▸ **PROVIDED TEXT**:
################
Three Pleas to My Formerly Christian Friends

Many of my friends who once professed to be Christians have walked away from the faith. If you are one of those people, I want you to know that I still love you and deeply appreciate our friendship. But I also grieve for you and pray for you. I know we don’t have the opportunity to go chat at a coffee shop, and perhaps we never will, but as my friend I hope you will take 10 minutes to read what I have to say. I want to make three pleas to you; one to your mind, one to your will, and one your emotions.

A Plea to Your Mind

One of the most common reasons I hear for why friends have walked away from the faith is their experience with hypocritical Christians. Perhaps your parents were considered exemplary Christians in their church, but you knew what really went on at home. Or you listened to preaching or attended a church that was ruthlesslly legalistic. Maybe you experienced a nasty church split or suffered as the church people shredded your dad, their pastor, to pieces. I don’t know what you have experienced, and I don’t downplay it in the least. One person once told me as I walked through deep ministry waters, “God is good, but sometimes his people are bad.”

Hang on to that thought, because we’ll come back to it in a minute. For now, though, would you please consider this simple plea? Please do not measure the worth of Jesus by his worst representatives. I get it, if that’s what Christianity is like, then you want nothing to do with it. But don’t stop there. Find the best imitators of Jesus you can, and then make your value judgment.

If I wanted to persuade you that soccer is an amazing sport (and I think it is), I would be foolish to take you to my 6-year old daughter’s Saturday soccer “game.” It looks more like a tornado of todders than a soccer match. No, I would take you to Spain to watch FC Barcelona and Lionel Messi work his wizardry live. Why? Because he’s the best of the best. And beautiful soccer is a delight to watch.

My plea with you is, even in spite of your experience, to consider there may be brighter fields of Christianity. Seek them out. I say this with sincerity, because I know there are brighter fields. And we have to ask ourselves, “How can people claim to be Christians, but live as hypocrites?” This leads me to my second plea.

A Plea to Your Will

Earlier I mentioned the quote, “God is good, but sometimes his people are bad.” I think that statement is partially true. As born sinners, all of us do bad things, but God’s children have been given new hearts, and their heavenly Father lovingly disciplines them when they do wrong. So if we think God’s people are bad without any repentance or spiritual growth, then we are wrong.

Which leads me to ask this question: when you walked away from the faith, did you really choose to walk away? Or did you simply confirm externally what had always been true internally? God says that when people walk away from the faith, it shows they never really believed it in the first place.

“They went out from us, but they were not of us;
for if they had been of us, they would have continued with us.
But they went out, that it might become plain that they all are not of us.”

1 John 2:19

In other words, your will was never enamored with Jesus Christ, at least not in a persevering, saving way. It had always been captured by a different love. More than that, your former experience with Christians may have been no experience with Christians at all, for they too may have never believed. The hypocrisy you witnessed was no true faith at all, but actually a “different gospel” (see Galatians 1:6-9).
################
▸ **WORK TO COMPLETE**:
1. In the post, why would the author not take someone to his daughter's Saturday soccer game to show that soccer is an amazing sport? Answer in one to three sentences.
2. Which Bible verse does the post quote to support the claim that people who walk away from the faith never really believed it?
Base your answers on the post alone.
################
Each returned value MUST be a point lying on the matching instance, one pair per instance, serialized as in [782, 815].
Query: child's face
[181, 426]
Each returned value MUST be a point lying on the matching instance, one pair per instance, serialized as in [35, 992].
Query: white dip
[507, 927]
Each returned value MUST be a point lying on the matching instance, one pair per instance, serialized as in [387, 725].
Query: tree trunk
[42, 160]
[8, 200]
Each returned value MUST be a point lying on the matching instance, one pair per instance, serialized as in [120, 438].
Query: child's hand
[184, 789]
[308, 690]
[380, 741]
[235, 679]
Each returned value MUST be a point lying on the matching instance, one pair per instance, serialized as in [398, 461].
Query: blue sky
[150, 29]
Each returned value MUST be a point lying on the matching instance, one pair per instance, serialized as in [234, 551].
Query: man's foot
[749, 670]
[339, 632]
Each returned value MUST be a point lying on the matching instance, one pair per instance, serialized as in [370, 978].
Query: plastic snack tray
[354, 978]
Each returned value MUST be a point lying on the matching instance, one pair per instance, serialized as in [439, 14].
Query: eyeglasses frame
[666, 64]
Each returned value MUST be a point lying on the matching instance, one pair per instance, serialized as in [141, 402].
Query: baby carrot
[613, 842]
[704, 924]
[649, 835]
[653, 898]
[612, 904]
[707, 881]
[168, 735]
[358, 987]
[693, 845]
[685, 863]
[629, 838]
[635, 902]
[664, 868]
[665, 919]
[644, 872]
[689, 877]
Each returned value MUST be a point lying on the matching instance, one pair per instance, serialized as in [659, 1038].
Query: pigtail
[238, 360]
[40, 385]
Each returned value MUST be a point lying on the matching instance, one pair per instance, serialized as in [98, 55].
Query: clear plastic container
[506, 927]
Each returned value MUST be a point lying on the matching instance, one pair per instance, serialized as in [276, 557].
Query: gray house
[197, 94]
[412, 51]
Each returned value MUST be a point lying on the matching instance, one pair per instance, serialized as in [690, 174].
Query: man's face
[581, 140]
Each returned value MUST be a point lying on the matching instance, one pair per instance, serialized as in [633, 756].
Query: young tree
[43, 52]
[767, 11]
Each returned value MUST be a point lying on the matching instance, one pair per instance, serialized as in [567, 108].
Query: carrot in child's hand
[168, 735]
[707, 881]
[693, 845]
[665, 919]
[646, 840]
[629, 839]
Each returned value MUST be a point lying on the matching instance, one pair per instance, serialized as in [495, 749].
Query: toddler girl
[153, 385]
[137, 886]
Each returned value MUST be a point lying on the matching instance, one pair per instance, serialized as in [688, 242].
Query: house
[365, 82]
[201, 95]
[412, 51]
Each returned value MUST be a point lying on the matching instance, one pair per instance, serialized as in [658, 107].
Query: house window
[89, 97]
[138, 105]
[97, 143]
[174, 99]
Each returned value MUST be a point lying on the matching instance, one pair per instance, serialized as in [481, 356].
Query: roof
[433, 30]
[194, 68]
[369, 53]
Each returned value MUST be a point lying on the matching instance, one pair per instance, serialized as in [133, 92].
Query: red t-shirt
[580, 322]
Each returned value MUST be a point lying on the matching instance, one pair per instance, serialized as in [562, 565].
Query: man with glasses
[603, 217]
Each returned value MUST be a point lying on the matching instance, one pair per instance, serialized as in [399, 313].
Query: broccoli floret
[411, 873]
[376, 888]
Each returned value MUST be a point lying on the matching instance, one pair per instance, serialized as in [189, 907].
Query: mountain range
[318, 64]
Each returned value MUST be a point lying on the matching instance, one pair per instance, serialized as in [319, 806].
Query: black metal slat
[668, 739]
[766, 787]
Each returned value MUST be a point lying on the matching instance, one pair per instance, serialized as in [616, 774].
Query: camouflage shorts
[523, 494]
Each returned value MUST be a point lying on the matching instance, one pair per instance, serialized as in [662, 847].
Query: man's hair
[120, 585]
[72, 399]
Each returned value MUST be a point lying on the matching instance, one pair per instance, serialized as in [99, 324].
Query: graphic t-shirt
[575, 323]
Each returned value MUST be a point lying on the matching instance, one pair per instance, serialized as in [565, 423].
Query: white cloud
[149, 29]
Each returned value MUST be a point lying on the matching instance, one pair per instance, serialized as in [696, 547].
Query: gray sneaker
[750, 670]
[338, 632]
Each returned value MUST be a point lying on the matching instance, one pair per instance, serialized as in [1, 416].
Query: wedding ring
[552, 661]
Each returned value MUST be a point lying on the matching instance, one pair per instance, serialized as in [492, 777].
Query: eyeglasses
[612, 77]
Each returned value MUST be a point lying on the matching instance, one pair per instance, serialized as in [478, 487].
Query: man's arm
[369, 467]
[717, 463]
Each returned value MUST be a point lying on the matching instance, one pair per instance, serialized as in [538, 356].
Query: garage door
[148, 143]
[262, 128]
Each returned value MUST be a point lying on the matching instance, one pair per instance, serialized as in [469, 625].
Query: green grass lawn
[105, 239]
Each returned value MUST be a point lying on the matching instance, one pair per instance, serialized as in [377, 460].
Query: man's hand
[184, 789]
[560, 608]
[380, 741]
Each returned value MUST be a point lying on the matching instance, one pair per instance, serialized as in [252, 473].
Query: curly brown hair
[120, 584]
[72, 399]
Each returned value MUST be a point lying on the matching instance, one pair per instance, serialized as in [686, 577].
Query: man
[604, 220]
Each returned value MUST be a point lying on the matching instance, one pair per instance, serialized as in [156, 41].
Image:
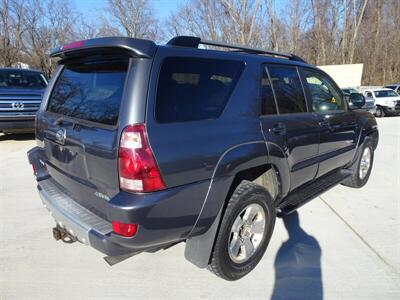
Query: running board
[307, 193]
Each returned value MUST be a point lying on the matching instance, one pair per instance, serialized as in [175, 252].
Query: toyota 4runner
[141, 147]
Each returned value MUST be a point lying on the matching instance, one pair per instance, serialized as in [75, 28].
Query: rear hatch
[18, 103]
[79, 128]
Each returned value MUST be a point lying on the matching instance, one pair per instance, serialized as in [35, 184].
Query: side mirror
[356, 100]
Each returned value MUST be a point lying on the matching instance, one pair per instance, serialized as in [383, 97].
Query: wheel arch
[249, 161]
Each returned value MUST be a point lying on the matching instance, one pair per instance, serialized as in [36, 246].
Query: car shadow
[297, 264]
[17, 136]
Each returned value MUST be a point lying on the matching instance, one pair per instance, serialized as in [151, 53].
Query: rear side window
[325, 97]
[90, 91]
[267, 96]
[288, 90]
[192, 89]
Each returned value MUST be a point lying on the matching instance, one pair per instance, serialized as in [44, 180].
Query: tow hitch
[60, 233]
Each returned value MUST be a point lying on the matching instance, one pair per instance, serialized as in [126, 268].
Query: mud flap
[199, 248]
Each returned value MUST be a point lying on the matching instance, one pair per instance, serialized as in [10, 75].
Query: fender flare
[240, 157]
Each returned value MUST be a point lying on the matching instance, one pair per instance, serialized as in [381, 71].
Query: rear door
[338, 138]
[80, 128]
[287, 123]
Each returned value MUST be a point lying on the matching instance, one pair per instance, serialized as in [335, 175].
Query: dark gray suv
[142, 146]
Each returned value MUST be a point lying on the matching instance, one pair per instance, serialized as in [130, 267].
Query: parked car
[349, 90]
[387, 101]
[143, 146]
[394, 86]
[369, 103]
[21, 92]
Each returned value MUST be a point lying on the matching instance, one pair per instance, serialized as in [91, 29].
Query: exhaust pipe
[60, 233]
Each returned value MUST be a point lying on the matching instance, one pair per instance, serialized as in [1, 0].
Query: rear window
[192, 89]
[90, 91]
[20, 79]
################
▸ **EXPECTED RESPONSES**:
1. He says the game looks more like a tornado of toddlers than a soccer match. To make the case, he would instead take the person to Spain to watch FC Barcelona and Lionel Messi, because Messi is the best of the best and beautiful soccer is a delight to watch.

2. 1 John 2:19